::: TEXT TO READ

Yoga, is it really for me?
I can’t do yoga can I? I’m not flexible!
Uhm, sorry to state the obvious, but isn’t that just the point! Would you expected someone who had only ever run 2 miles in their life to suddenly run a marathon? Likewise as a yoga teacher I would never expect someone who had just started yoga to suddenly be throwing their leg behind their head. Actually I would never expect that of someone full stop!
Yoga is about your own practice. That means wherever you’re at with your own body is enough for today. Like running a marathon you will take thousands of small baby steps along your yogic journey. However the difference with this analogy to a race is that in yoga there is no final destination, it really is all about the journey. No winners, no losers, just you on a challenging but beautiful journey of self-discovery.
Do I need my own yoga mat?
It is common practice in yoga for you to bring your own yoga mat. This can range from a basic rubber mat that you can pick up cheap from just about any supermarket or sports chain nowadays, to something a little bit more professional looking. There are some great comfortable and durable Eco rubber mats on the market, which are topped with heat reactive soft suede like top layers and come in a range of eye catching designs.
Whatever you pipe for, remember that your yoga mat is your own personal space where you will be moving from standing to sitting positions, lying on it on your front and back, resting your head on it. Do you really want to do that where a whole load of other people’s feet have gone? And remember those slippery padded gym mats that I often see yoga newbies show up with, just won’t offer you the grip you need when trying to hold a standing pose such as warrior 2.
And what on earth are things like blocks and bolsters used for?
No these are not instruments of mass torture as one might first assume! But actually props to help you get into postures more comfortably, safely and deeply. For example a belt may be used to help you open up your hamstrings even more in a supine (lying down on your back) hamstring stretch.
A block can be used to give you extra height when your fingers don’t touch the floor in standing postures such half moon pose, or forward bends such as prasarita padottanasana (this is the Sanskrit name for wide legged forward bend. And don’t worry you’re not expected to know Sanskrit! It’s just fun to learn some of the original names).
Lastly a bolster or cushion may be used to give your hip extra height in order to bring them into even alignment in poses such as pigeon pose, or used to prop under your knees to make them more comfortable in seated forward bends.
Isn’t yoga for girls?

::::::

→ WHAT THIS EXERCISE ASKS:
• A. Condense the paragraph of the yoga text that begins "It is common practice in yoga" into two short sentences that keep its main facts.
• B. Retype the stretch of the yoga text from "Yoga is about" through "own yoga mat?" with no changes.

::: SUPPLIED MATERIAL

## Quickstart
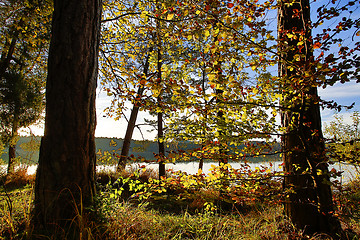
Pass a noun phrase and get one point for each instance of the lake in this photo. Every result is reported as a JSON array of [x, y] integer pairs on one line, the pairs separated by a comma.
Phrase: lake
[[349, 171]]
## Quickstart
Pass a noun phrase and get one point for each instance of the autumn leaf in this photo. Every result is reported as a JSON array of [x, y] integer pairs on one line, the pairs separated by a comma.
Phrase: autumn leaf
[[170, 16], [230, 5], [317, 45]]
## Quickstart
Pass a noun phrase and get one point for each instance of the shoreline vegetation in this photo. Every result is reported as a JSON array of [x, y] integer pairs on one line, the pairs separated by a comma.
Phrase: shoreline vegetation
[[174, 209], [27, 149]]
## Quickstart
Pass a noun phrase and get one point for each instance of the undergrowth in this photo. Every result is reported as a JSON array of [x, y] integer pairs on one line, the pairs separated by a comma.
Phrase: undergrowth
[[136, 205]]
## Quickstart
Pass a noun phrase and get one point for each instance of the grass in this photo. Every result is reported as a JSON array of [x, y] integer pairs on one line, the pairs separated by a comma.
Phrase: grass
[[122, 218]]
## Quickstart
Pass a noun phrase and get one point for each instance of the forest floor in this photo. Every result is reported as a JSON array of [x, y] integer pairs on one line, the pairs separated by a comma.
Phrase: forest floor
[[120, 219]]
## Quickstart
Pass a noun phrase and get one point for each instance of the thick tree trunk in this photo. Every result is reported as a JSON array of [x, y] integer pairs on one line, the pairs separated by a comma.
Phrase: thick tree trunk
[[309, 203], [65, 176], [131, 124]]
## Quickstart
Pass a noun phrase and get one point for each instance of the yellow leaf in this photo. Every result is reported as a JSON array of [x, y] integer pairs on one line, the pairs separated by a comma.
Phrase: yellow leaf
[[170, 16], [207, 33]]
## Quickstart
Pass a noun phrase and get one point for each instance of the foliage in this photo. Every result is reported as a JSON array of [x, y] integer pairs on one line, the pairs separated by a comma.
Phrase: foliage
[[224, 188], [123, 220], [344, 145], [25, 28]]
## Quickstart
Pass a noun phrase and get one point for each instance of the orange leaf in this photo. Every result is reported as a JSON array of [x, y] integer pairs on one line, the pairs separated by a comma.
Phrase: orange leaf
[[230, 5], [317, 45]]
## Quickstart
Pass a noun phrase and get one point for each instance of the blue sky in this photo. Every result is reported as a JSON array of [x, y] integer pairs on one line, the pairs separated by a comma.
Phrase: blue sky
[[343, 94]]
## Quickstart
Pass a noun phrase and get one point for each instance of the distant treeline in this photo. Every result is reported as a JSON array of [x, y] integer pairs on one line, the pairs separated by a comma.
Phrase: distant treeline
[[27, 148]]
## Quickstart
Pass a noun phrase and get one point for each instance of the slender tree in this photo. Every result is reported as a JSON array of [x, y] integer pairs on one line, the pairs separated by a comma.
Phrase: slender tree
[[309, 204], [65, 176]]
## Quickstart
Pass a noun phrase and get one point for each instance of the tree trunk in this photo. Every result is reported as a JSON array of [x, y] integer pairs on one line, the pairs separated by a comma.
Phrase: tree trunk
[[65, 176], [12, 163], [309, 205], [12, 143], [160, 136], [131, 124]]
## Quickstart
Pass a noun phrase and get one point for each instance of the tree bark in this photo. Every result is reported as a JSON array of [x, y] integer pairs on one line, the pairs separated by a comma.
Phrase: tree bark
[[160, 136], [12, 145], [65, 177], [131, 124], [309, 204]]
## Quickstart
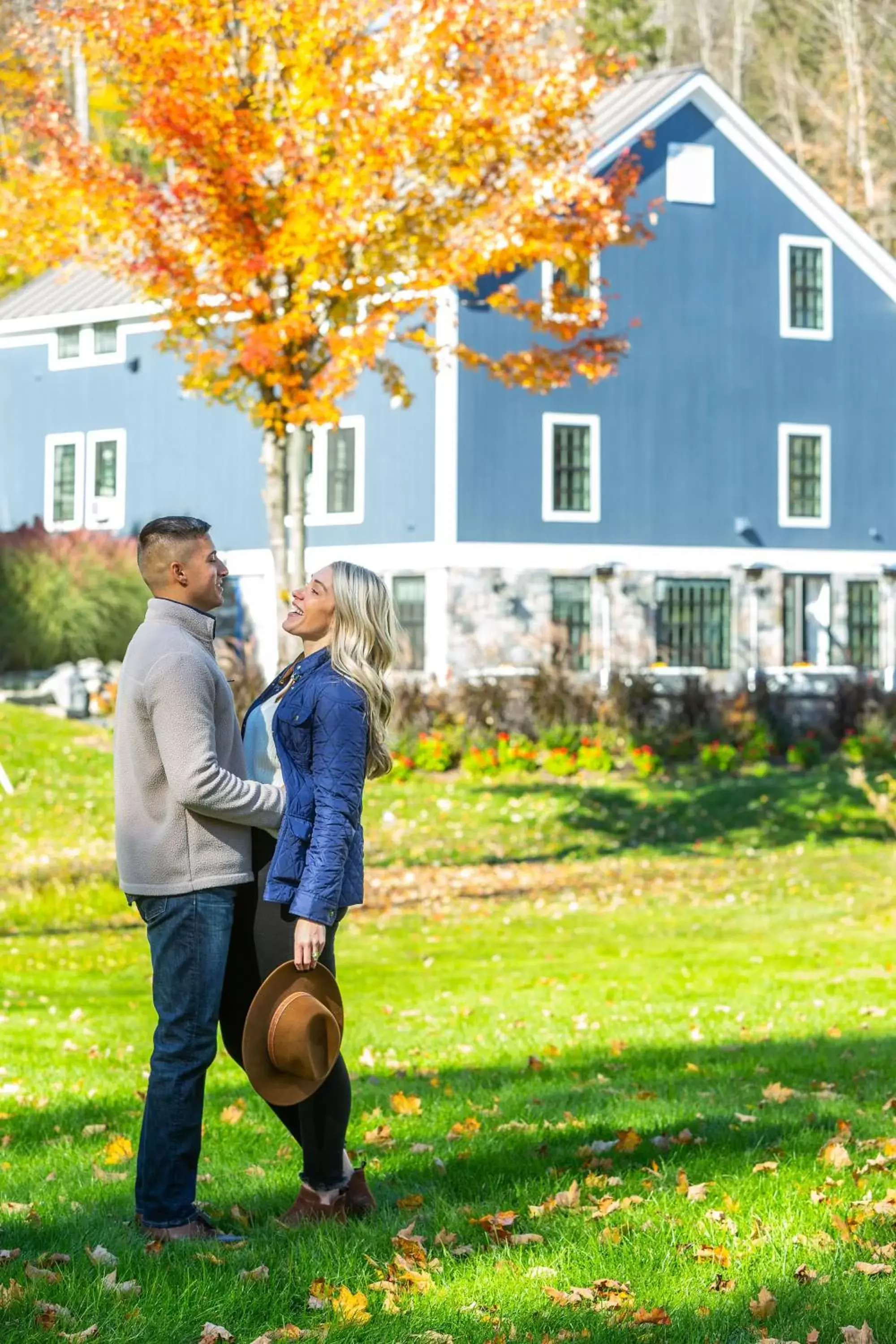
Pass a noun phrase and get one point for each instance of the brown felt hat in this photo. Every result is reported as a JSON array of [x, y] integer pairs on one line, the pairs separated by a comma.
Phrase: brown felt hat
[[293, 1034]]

::::::
::: SUPPLIED MATERIAL

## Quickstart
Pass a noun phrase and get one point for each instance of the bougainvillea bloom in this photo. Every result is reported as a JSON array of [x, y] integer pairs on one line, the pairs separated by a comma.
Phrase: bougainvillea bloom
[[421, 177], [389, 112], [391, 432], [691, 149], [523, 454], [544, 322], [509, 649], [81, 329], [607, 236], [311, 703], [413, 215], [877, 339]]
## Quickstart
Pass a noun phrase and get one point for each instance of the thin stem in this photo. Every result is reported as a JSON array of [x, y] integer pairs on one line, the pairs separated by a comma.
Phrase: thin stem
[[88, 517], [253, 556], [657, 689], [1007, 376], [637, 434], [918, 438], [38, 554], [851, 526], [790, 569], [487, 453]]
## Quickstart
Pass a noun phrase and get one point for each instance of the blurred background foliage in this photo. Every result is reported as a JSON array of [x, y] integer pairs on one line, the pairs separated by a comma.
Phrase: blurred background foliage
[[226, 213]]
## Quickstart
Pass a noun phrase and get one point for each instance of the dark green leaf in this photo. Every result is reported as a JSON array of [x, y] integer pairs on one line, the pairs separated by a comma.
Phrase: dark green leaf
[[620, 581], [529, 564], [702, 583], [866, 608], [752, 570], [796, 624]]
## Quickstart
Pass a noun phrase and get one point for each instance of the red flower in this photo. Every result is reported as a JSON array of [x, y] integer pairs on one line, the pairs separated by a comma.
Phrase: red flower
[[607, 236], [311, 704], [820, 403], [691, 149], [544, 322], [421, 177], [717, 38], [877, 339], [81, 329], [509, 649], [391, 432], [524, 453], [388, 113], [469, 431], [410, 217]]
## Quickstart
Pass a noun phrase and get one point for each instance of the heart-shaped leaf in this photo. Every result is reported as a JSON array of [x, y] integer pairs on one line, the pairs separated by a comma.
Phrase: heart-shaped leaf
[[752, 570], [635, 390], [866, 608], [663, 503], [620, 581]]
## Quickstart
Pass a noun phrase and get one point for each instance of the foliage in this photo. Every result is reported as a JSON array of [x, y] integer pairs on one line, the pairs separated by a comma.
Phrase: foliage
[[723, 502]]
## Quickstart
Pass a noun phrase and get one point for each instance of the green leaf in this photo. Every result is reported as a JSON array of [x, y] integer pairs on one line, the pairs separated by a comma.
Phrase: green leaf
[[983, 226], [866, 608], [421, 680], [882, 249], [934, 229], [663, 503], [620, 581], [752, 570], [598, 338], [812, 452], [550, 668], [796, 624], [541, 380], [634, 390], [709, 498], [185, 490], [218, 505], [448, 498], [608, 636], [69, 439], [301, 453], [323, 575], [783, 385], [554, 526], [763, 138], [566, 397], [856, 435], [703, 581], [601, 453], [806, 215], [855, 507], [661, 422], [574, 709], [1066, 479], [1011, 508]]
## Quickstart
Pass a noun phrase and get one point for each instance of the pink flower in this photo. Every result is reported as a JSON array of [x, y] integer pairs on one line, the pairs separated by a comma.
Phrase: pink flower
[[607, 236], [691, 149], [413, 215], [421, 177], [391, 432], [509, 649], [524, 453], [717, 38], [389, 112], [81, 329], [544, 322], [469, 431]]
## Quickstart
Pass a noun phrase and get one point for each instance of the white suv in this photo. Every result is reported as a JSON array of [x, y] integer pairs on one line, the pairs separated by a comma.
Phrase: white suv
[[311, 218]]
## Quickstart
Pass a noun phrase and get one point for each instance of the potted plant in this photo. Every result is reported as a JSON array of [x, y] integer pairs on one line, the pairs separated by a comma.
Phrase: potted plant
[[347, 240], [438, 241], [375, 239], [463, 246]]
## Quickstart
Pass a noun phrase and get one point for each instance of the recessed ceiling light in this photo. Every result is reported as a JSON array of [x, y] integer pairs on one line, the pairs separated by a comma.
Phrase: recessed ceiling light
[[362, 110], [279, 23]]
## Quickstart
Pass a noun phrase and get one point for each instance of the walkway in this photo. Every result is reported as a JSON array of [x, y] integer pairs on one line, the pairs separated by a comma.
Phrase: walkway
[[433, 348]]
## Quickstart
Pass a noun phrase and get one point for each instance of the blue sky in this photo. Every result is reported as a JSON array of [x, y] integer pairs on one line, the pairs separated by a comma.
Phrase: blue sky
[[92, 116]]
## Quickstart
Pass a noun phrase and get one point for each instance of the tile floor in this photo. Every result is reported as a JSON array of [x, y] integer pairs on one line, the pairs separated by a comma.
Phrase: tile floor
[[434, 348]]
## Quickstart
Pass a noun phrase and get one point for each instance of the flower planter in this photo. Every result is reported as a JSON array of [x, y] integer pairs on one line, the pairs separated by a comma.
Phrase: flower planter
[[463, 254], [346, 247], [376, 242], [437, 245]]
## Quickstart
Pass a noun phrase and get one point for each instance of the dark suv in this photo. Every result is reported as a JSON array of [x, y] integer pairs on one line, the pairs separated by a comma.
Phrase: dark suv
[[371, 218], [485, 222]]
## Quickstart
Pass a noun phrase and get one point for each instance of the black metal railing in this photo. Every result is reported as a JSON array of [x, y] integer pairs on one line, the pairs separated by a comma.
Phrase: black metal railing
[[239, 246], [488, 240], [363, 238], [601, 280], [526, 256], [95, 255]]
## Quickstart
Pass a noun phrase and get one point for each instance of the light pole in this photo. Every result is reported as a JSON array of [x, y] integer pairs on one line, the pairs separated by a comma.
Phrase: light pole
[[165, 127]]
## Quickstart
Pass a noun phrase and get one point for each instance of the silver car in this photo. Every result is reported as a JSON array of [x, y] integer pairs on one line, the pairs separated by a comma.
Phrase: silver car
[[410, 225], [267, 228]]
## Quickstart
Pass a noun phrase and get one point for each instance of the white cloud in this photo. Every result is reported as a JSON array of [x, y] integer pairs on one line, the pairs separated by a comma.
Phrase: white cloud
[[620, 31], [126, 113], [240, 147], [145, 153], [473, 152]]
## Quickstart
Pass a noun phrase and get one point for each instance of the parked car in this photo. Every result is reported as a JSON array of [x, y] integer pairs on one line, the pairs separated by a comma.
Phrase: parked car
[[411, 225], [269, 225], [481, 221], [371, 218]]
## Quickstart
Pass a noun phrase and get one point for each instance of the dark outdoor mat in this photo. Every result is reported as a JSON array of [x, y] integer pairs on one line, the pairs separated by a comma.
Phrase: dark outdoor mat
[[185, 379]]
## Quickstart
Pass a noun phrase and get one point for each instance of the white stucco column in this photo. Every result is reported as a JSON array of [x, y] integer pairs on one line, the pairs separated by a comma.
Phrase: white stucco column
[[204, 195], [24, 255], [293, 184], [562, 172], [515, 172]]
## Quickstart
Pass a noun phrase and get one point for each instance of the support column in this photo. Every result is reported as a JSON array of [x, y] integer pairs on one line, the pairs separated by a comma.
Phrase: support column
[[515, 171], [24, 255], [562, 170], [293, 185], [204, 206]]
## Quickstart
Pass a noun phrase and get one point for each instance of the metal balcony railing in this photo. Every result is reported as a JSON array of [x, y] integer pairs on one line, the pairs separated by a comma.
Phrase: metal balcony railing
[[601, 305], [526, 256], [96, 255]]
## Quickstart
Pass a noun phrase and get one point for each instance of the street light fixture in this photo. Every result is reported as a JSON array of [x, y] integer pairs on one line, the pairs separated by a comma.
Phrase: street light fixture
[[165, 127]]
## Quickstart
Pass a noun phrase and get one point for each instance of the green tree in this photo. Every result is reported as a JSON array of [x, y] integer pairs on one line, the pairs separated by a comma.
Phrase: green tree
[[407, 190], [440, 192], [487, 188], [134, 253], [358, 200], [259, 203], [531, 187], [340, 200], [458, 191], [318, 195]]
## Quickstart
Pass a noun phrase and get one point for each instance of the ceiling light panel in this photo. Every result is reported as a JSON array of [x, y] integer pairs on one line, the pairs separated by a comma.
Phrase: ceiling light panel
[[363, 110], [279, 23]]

::::::

→ IN RESPONSE:
• A. Yoga students usually bring their own mat, which can be anything from a cheap basic rubber mat sold at most supermarkets and sports chains to a more professional-looking one. Good options include comfortable, durable Eco rubber mats with heat-reactive, soft suede-like top layers in a range of eye-catching designs.

• B.
Yoga is about your own practice. That means wherever you’re at with your own body is enough for today. Like running a marathon you will take thousands of small baby steps along your yogic journey. However the difference with this analogy to a race is that in yoga there is no final destination, it really is all about the journey. No winners, no losers, just you on a challenging but beautiful journey of self-discovery.
Do I need my own yoga mat?